## Problem description
Check each line of the records for "woman"; collect those that have it.

───

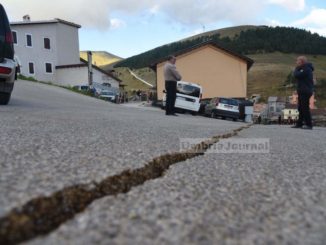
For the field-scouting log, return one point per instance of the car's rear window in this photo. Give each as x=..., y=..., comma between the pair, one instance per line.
x=188, y=90
x=229, y=101
x=6, y=49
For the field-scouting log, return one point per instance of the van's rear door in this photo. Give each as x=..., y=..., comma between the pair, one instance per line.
x=6, y=44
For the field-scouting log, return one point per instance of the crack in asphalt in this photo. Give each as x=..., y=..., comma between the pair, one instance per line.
x=42, y=215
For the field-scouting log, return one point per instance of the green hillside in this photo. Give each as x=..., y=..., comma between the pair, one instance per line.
x=274, y=51
x=101, y=58
x=268, y=74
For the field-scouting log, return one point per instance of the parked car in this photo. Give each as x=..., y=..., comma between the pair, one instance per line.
x=203, y=104
x=81, y=87
x=7, y=62
x=223, y=107
x=188, y=97
x=107, y=95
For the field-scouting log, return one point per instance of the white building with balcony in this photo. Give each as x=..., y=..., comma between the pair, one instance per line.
x=49, y=51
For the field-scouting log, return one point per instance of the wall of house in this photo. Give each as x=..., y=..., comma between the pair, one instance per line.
x=68, y=44
x=36, y=54
x=220, y=73
x=290, y=113
x=79, y=76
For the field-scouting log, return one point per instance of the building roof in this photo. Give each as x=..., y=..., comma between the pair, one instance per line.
x=276, y=99
x=84, y=63
x=42, y=22
x=259, y=107
x=318, y=112
x=249, y=61
x=291, y=106
x=272, y=98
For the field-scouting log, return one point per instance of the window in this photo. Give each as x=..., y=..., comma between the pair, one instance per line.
x=48, y=67
x=47, y=43
x=14, y=35
x=29, y=40
x=31, y=67
x=188, y=90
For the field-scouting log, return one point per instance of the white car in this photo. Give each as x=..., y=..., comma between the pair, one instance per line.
x=7, y=62
x=188, y=97
x=107, y=95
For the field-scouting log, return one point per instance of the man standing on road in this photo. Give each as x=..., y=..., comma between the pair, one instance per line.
x=171, y=76
x=303, y=73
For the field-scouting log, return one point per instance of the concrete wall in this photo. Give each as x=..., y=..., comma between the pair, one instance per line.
x=36, y=54
x=79, y=76
x=64, y=48
x=68, y=45
x=220, y=73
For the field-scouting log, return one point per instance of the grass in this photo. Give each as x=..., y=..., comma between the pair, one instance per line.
x=132, y=83
x=269, y=72
x=101, y=58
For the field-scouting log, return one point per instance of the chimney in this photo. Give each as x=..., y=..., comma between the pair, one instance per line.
x=26, y=18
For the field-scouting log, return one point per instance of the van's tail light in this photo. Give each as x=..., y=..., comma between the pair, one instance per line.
x=5, y=70
x=217, y=101
x=9, y=37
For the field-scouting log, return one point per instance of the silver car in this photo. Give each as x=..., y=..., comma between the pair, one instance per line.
x=7, y=62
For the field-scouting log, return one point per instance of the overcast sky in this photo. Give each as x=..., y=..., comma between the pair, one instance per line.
x=129, y=27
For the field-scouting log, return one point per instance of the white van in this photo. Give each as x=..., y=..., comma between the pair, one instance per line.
x=188, y=97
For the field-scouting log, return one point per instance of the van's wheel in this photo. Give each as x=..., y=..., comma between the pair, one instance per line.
x=4, y=98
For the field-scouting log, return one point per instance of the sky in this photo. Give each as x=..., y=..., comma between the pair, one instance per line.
x=129, y=27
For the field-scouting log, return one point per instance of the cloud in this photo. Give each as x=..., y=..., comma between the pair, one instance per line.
x=94, y=14
x=117, y=23
x=315, y=21
x=209, y=11
x=97, y=13
x=292, y=5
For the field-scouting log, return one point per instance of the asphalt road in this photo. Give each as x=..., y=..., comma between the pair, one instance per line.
x=53, y=138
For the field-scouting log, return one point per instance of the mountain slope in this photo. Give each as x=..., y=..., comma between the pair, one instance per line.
x=101, y=58
x=274, y=51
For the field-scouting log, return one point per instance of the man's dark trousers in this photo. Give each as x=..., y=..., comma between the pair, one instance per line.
x=304, y=110
x=171, y=91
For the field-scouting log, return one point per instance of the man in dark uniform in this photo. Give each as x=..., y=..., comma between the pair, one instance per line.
x=303, y=73
x=171, y=76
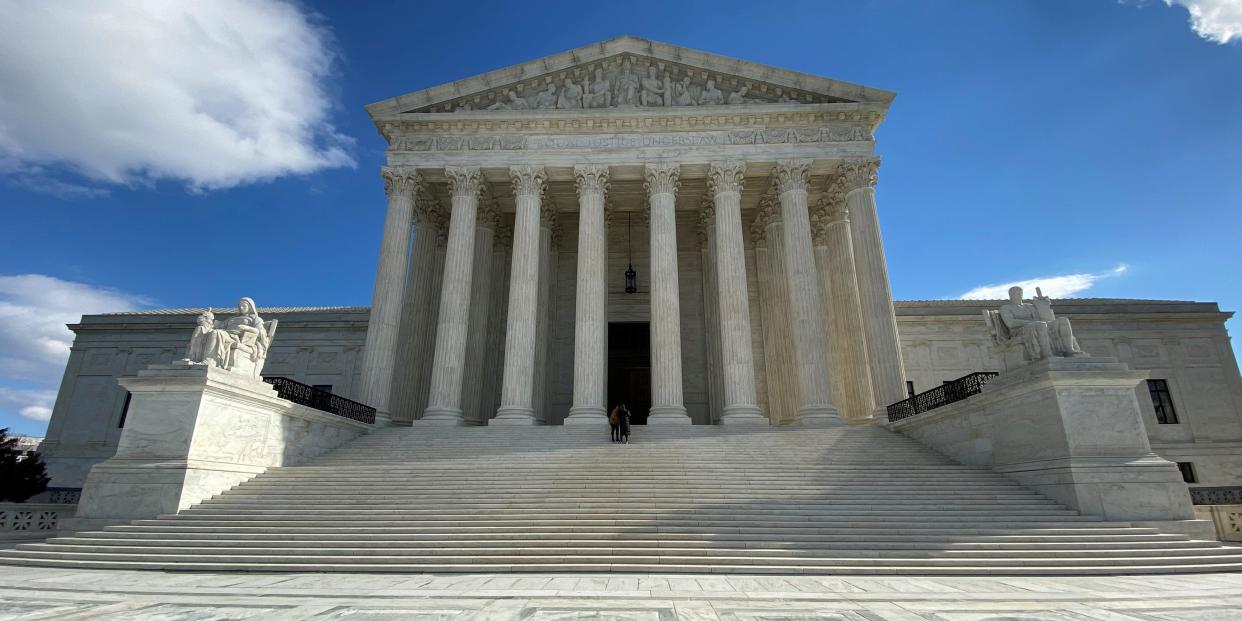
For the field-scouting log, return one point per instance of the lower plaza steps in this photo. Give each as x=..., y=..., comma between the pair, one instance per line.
x=701, y=499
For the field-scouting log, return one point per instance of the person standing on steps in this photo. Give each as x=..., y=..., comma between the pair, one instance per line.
x=615, y=421
x=624, y=416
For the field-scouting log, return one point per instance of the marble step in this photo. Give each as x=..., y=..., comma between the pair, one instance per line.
x=947, y=548
x=621, y=554
x=662, y=522
x=384, y=501
x=851, y=539
x=1076, y=530
x=485, y=563
x=960, y=569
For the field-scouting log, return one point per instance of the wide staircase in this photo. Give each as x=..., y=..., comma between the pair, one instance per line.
x=771, y=499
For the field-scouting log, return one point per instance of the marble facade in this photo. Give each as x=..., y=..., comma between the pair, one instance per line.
x=639, y=128
x=744, y=198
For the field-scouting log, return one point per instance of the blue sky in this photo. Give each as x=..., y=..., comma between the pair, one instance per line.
x=1093, y=140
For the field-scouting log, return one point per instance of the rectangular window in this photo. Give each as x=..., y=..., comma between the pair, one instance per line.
x=1161, y=401
x=1187, y=472
x=124, y=410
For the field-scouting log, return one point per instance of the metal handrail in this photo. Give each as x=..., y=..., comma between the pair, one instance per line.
x=945, y=394
x=1230, y=494
x=322, y=400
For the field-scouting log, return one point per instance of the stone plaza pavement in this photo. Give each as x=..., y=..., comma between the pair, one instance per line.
x=60, y=594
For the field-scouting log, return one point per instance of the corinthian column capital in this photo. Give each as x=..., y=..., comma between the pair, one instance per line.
x=662, y=178
x=858, y=173
x=725, y=176
x=528, y=180
x=400, y=180
x=465, y=180
x=591, y=179
x=791, y=174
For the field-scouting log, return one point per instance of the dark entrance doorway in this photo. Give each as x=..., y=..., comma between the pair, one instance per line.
x=630, y=369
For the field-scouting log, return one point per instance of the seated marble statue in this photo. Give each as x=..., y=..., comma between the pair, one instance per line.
x=206, y=322
x=1041, y=333
x=237, y=344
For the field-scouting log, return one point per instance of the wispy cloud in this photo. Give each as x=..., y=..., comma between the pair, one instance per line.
x=213, y=95
x=1219, y=21
x=35, y=340
x=1062, y=286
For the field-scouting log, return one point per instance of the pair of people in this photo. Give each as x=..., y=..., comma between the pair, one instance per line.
x=619, y=419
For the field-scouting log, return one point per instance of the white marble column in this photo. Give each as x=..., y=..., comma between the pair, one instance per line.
x=838, y=281
x=517, y=389
x=667, y=405
x=815, y=400
x=879, y=322
x=711, y=319
x=489, y=390
x=427, y=354
x=417, y=312
x=385, y=318
x=733, y=301
x=774, y=298
x=590, y=324
x=447, y=367
x=480, y=313
x=549, y=244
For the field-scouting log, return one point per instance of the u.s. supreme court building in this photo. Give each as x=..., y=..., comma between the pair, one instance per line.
x=631, y=221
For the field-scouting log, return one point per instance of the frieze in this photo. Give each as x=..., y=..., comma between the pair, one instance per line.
x=701, y=121
x=558, y=142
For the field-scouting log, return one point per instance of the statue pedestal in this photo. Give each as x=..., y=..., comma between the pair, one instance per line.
x=195, y=431
x=1071, y=429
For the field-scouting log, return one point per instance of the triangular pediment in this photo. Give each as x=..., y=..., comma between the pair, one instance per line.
x=627, y=72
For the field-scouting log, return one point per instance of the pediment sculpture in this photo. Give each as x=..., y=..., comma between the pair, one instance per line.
x=1033, y=326
x=237, y=344
x=626, y=83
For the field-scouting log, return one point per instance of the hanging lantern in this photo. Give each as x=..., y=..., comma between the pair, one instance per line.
x=631, y=277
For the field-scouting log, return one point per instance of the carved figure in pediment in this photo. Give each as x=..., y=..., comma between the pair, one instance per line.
x=627, y=86
x=599, y=91
x=711, y=95
x=512, y=102
x=682, y=92
x=739, y=96
x=570, y=96
x=547, y=99
x=653, y=88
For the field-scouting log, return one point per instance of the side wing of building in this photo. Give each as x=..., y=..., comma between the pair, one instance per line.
x=313, y=345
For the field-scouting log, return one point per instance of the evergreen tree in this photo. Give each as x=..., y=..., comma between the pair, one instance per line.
x=20, y=477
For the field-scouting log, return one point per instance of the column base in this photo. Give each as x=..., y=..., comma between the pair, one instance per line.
x=820, y=416
x=516, y=416
x=441, y=417
x=743, y=415
x=586, y=416
x=668, y=415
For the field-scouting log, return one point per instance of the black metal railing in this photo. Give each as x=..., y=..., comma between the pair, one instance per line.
x=945, y=394
x=323, y=400
x=1216, y=494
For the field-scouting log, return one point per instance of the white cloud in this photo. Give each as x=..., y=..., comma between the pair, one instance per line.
x=34, y=339
x=34, y=404
x=1215, y=20
x=1053, y=286
x=214, y=93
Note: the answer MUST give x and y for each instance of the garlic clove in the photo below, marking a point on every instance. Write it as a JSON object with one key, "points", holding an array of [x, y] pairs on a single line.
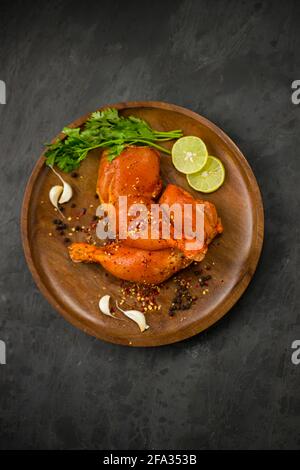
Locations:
{"points": [[67, 191], [137, 316], [54, 195], [104, 305]]}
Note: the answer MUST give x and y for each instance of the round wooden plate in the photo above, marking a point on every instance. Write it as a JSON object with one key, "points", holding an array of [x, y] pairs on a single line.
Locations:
{"points": [[74, 289]]}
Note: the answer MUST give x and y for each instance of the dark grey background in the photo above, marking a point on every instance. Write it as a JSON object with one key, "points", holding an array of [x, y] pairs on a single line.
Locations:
{"points": [[233, 386]]}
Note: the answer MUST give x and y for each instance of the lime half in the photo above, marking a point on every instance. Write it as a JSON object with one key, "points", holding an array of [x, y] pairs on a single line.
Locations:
{"points": [[209, 178], [189, 154]]}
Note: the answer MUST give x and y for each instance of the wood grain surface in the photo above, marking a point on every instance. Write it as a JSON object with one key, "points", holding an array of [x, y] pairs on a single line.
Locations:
{"points": [[74, 289]]}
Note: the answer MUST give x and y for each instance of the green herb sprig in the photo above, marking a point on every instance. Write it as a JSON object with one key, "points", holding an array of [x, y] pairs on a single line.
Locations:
{"points": [[108, 130]]}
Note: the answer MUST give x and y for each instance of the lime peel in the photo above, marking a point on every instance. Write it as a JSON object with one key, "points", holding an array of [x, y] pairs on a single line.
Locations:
{"points": [[209, 178]]}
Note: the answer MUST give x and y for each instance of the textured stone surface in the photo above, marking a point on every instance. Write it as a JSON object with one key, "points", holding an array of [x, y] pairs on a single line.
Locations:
{"points": [[233, 386]]}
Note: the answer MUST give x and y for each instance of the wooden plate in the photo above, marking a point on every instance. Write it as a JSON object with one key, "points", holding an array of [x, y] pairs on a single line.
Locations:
{"points": [[74, 289]]}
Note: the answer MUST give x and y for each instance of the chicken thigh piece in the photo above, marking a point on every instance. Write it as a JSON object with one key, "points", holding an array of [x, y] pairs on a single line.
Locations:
{"points": [[212, 225], [134, 173], [151, 267]]}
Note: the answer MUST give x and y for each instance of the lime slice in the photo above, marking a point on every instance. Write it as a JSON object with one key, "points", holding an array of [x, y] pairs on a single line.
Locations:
{"points": [[210, 178], [189, 154]]}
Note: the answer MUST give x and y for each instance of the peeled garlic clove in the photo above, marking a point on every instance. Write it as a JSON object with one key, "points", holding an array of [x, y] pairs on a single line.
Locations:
{"points": [[54, 195], [104, 305], [67, 191], [137, 316]]}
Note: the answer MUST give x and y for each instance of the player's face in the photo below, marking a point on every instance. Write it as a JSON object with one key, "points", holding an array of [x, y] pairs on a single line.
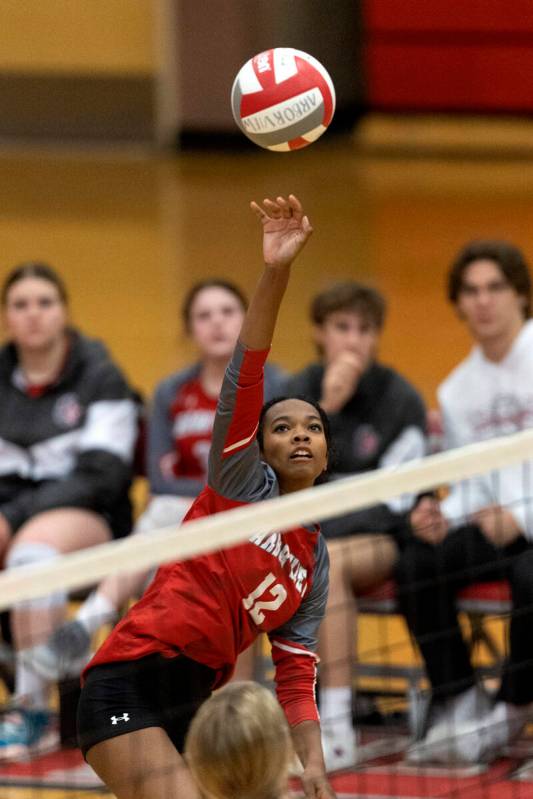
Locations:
{"points": [[294, 444], [488, 303], [35, 316], [215, 321], [347, 331]]}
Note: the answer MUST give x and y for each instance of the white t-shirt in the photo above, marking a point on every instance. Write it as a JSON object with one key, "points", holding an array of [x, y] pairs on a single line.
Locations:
{"points": [[482, 399]]}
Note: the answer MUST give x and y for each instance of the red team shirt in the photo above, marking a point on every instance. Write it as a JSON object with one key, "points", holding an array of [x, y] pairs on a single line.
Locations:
{"points": [[212, 607]]}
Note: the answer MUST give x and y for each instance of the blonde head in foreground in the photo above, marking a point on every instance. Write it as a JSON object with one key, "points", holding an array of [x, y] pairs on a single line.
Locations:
{"points": [[239, 744]]}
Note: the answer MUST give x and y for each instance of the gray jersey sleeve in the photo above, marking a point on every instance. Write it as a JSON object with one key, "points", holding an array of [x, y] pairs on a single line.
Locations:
{"points": [[302, 628]]}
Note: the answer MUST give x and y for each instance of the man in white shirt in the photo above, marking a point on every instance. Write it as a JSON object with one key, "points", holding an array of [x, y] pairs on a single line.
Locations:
{"points": [[484, 529]]}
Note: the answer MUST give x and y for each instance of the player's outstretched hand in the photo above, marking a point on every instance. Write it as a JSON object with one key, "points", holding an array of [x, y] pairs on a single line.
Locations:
{"points": [[285, 229]]}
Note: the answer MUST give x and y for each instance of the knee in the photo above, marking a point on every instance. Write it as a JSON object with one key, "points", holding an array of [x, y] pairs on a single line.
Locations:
{"points": [[26, 552], [418, 561]]}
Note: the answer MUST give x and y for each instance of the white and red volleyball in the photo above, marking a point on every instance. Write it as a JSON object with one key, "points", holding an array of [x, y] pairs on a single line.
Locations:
{"points": [[283, 99]]}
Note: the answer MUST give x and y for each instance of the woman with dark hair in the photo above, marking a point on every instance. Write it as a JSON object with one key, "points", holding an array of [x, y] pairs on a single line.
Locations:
{"points": [[68, 424], [181, 640], [179, 437]]}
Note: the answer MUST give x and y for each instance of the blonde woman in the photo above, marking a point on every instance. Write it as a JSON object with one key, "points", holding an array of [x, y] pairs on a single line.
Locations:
{"points": [[239, 744]]}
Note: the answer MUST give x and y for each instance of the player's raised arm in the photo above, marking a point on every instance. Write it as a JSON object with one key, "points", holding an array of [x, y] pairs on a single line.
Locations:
{"points": [[285, 231]]}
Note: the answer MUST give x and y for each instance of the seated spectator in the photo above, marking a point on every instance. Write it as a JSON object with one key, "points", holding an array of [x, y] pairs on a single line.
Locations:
{"points": [[486, 395], [377, 420], [67, 431], [239, 744], [179, 437]]}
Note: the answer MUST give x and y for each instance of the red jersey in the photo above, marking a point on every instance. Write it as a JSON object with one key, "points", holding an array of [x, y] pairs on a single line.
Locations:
{"points": [[212, 607]]}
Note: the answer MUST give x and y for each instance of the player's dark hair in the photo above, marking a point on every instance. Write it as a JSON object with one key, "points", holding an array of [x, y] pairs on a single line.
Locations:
{"points": [[323, 418], [350, 296], [510, 260], [210, 283], [33, 269]]}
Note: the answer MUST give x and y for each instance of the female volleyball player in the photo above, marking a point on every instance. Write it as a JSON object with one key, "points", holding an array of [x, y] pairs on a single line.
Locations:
{"points": [[68, 424], [238, 744], [182, 639]]}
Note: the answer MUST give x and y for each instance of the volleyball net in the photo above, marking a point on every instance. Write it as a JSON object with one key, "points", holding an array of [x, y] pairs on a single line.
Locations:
{"points": [[385, 664]]}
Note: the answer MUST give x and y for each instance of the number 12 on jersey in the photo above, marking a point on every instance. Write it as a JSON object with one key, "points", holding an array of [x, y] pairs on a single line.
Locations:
{"points": [[255, 608]]}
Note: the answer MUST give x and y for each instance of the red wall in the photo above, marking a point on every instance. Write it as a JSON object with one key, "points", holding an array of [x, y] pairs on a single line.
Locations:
{"points": [[449, 54]]}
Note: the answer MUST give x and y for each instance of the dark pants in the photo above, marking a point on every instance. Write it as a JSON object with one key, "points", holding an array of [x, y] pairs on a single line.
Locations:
{"points": [[429, 578]]}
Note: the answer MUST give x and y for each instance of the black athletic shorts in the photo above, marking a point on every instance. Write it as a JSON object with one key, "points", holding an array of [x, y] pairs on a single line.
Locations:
{"points": [[153, 691]]}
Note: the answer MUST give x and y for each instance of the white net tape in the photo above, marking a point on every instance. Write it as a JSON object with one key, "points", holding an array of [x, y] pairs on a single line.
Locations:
{"points": [[141, 552]]}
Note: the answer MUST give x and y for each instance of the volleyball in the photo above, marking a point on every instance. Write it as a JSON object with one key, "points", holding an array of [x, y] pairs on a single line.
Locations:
{"points": [[283, 99]]}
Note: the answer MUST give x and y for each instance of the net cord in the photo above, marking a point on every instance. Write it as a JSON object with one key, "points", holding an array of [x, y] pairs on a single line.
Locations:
{"points": [[144, 551]]}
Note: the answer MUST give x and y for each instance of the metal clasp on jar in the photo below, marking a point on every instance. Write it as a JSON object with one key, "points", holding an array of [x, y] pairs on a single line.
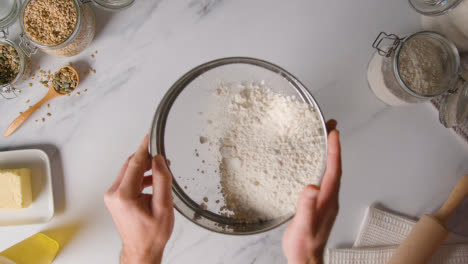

───

## Exercise result
Note: the answer MUST give x and y for each instance of the woman with dark hair in the photo above, marking a point on every instance. Write it as a JSON object with one key, "points", holding an array of [x, y] pairs on a single line.
Note: the answer MUST give x and y for each instance of the blonde woman in the photo above, marking a point on every instance. Write it as a JSON object with one key, "points", holding an array of [x, y] pairs on a single line.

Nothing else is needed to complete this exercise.